EXERCISE DIRECTIONS
Put every line of the records into a numbered list, leaving out any blank lines.

──────── EXERCISE DATA ────────

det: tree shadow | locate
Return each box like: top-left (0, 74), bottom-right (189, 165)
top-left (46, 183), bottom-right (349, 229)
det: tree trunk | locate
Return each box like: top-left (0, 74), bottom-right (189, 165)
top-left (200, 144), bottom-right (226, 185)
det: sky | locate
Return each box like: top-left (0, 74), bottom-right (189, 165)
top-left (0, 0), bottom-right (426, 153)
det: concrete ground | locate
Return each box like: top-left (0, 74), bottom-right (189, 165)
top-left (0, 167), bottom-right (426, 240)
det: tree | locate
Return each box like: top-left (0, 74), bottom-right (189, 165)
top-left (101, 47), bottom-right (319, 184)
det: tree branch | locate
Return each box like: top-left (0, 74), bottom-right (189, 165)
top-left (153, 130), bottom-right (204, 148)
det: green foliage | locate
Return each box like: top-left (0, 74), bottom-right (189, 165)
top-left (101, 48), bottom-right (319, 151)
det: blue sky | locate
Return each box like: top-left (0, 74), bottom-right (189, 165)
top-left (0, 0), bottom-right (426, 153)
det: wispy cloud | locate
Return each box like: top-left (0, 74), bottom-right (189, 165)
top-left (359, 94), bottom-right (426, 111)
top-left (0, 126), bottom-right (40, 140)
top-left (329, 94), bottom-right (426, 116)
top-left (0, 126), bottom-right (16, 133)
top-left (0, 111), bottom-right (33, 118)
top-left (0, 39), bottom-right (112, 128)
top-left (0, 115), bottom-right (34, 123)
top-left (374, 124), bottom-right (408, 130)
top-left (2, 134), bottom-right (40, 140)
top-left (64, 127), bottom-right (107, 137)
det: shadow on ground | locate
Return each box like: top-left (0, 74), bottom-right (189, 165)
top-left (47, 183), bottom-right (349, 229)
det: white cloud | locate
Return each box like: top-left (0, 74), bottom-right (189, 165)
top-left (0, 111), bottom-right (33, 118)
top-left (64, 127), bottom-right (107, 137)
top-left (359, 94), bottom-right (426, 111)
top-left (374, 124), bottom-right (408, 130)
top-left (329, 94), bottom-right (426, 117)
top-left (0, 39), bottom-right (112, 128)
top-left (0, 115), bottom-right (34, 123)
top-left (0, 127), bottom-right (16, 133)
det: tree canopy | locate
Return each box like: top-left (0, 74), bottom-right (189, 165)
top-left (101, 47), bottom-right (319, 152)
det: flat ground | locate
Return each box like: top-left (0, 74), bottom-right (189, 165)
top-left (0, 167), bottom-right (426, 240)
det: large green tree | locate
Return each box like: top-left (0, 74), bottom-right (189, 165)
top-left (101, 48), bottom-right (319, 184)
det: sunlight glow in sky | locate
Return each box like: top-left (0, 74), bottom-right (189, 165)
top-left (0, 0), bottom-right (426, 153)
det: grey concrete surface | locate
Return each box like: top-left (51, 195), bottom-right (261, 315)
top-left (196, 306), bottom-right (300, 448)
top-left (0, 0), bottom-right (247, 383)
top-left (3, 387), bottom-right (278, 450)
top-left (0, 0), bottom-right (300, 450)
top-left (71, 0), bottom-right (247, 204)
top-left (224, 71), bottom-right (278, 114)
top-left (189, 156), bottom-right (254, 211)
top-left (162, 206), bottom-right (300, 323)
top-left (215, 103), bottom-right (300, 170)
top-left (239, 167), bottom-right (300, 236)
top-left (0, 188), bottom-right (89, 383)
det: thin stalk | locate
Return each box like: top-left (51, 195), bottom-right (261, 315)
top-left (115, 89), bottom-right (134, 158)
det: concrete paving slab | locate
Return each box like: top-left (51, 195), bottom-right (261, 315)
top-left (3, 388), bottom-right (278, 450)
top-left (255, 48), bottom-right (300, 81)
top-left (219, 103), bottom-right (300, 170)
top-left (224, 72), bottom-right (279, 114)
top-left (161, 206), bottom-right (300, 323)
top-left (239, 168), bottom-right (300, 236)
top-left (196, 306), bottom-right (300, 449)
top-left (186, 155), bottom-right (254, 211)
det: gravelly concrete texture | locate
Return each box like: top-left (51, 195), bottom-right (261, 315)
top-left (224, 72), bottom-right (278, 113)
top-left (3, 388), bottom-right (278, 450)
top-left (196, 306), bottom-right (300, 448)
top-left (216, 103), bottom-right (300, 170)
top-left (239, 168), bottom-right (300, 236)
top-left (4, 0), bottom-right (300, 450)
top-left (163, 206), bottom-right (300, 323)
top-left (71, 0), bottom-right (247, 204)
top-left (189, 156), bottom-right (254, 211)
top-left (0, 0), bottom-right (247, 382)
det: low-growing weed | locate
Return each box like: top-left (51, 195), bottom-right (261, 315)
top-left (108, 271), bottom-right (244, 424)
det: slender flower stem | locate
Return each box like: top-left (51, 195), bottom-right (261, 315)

────────

RESULT
1. det: tree shadow | locate
2. Return each box like: top-left (0, 74), bottom-right (189, 165)
3. top-left (46, 183), bottom-right (349, 229)
4. det: tree trunk | locate
5. Return each box like: top-left (0, 74), bottom-right (189, 165)
6. top-left (200, 144), bottom-right (226, 185)
7. det: sky | locate
8. Return each box like: top-left (0, 74), bottom-right (189, 165)
9. top-left (0, 0), bottom-right (426, 153)
10. det: concrete ground | locate
11. Return each box like: top-left (0, 74), bottom-right (189, 165)
12. top-left (0, 167), bottom-right (426, 240)
13. det: tree | locate
14. Return each box like: top-left (0, 74), bottom-right (189, 165)
15. top-left (101, 47), bottom-right (319, 184)
16. det: tree branch | locate
17. Return each box like: top-left (0, 74), bottom-right (189, 165)
18. top-left (153, 130), bottom-right (204, 148)
19. det: green foliage | locate
20. Return each box like: top-left (0, 74), bottom-right (189, 165)
21. top-left (101, 48), bottom-right (319, 151)
22. det: blue sky | locate
23. Return each box like: top-left (0, 74), bottom-right (189, 165)
24. top-left (0, 0), bottom-right (426, 153)
25. det: wispy cloud | locate
26. Return each box like: top-left (0, 74), bottom-right (189, 165)
27. top-left (359, 94), bottom-right (426, 111)
28. top-left (0, 126), bottom-right (40, 140)
29. top-left (329, 94), bottom-right (426, 116)
30. top-left (0, 126), bottom-right (16, 133)
31. top-left (0, 111), bottom-right (33, 118)
32. top-left (0, 39), bottom-right (112, 128)
33. top-left (0, 115), bottom-right (34, 123)
34. top-left (374, 124), bottom-right (408, 130)
35. top-left (2, 134), bottom-right (40, 140)
36. top-left (64, 127), bottom-right (107, 137)
37. det: shadow on ground | locate
38. Return each box like: top-left (0, 74), bottom-right (189, 165)
39. top-left (47, 183), bottom-right (349, 229)
40. det: white cloud | locate
41. Return each box like: top-left (0, 74), bottom-right (189, 165)
42. top-left (0, 111), bottom-right (33, 118)
43. top-left (64, 127), bottom-right (107, 137)
44. top-left (359, 94), bottom-right (426, 111)
45. top-left (374, 124), bottom-right (408, 130)
46. top-left (329, 94), bottom-right (426, 117)
47. top-left (0, 39), bottom-right (112, 128)
48. top-left (0, 115), bottom-right (34, 123)
49. top-left (0, 127), bottom-right (16, 133)
50. det: tree canopy | locate
51. Return each box like: top-left (0, 74), bottom-right (189, 165)
52. top-left (101, 47), bottom-right (319, 152)
53. det: flat ground | locate
54. Return each box like: top-left (0, 74), bottom-right (189, 165)
55. top-left (0, 167), bottom-right (426, 240)
56. det: large green tree | locate
57. Return each box like: top-left (0, 74), bottom-right (189, 165)
58. top-left (101, 48), bottom-right (319, 184)
59. det: sunlight glow in sky | locate
60. Return each box like: top-left (0, 74), bottom-right (189, 165)
61. top-left (0, 0), bottom-right (426, 153)
62. det: grey concrete surface | locate
63. Return each box like: top-left (51, 195), bottom-right (261, 315)
64. top-left (196, 306), bottom-right (300, 448)
65. top-left (0, 0), bottom-right (247, 383)
66. top-left (3, 387), bottom-right (278, 450)
67. top-left (0, 0), bottom-right (300, 450)
68. top-left (71, 0), bottom-right (247, 204)
69. top-left (224, 71), bottom-right (278, 114)
70. top-left (189, 156), bottom-right (254, 211)
71. top-left (162, 206), bottom-right (300, 323)
72. top-left (215, 103), bottom-right (300, 170)
73. top-left (239, 167), bottom-right (300, 236)
74. top-left (0, 188), bottom-right (89, 383)
75. det: thin stalk | locate
76. Return each box like: top-left (51, 195), bottom-right (261, 315)
77. top-left (115, 89), bottom-right (134, 158)
78. det: concrete paving slab | locate
79. Return each box like: top-left (51, 195), bottom-right (261, 315)
80. top-left (3, 388), bottom-right (278, 450)
81. top-left (255, 48), bottom-right (300, 81)
82. top-left (219, 103), bottom-right (300, 170)
83. top-left (224, 72), bottom-right (279, 114)
84. top-left (161, 206), bottom-right (300, 323)
85. top-left (239, 168), bottom-right (300, 236)
86. top-left (196, 306), bottom-right (300, 449)
87. top-left (186, 155), bottom-right (254, 211)
88. det: gravelly concrete texture | locate
89. Return each box like: top-left (51, 195), bottom-right (261, 315)
90. top-left (224, 72), bottom-right (278, 113)
91. top-left (3, 388), bottom-right (278, 450)
92. top-left (196, 306), bottom-right (300, 448)
93. top-left (216, 103), bottom-right (300, 170)
94. top-left (239, 168), bottom-right (300, 236)
95. top-left (4, 0), bottom-right (300, 450)
96. top-left (163, 206), bottom-right (300, 323)
97. top-left (71, 0), bottom-right (247, 204)
98. top-left (189, 156), bottom-right (254, 211)
99. top-left (0, 0), bottom-right (247, 382)
100. det: low-growing weed | locate
101. Return each box like: top-left (51, 195), bottom-right (261, 315)
102. top-left (108, 271), bottom-right (244, 424)
103. det: slender flower stem | locate
104. Return each box like: top-left (51, 195), bottom-right (261, 315)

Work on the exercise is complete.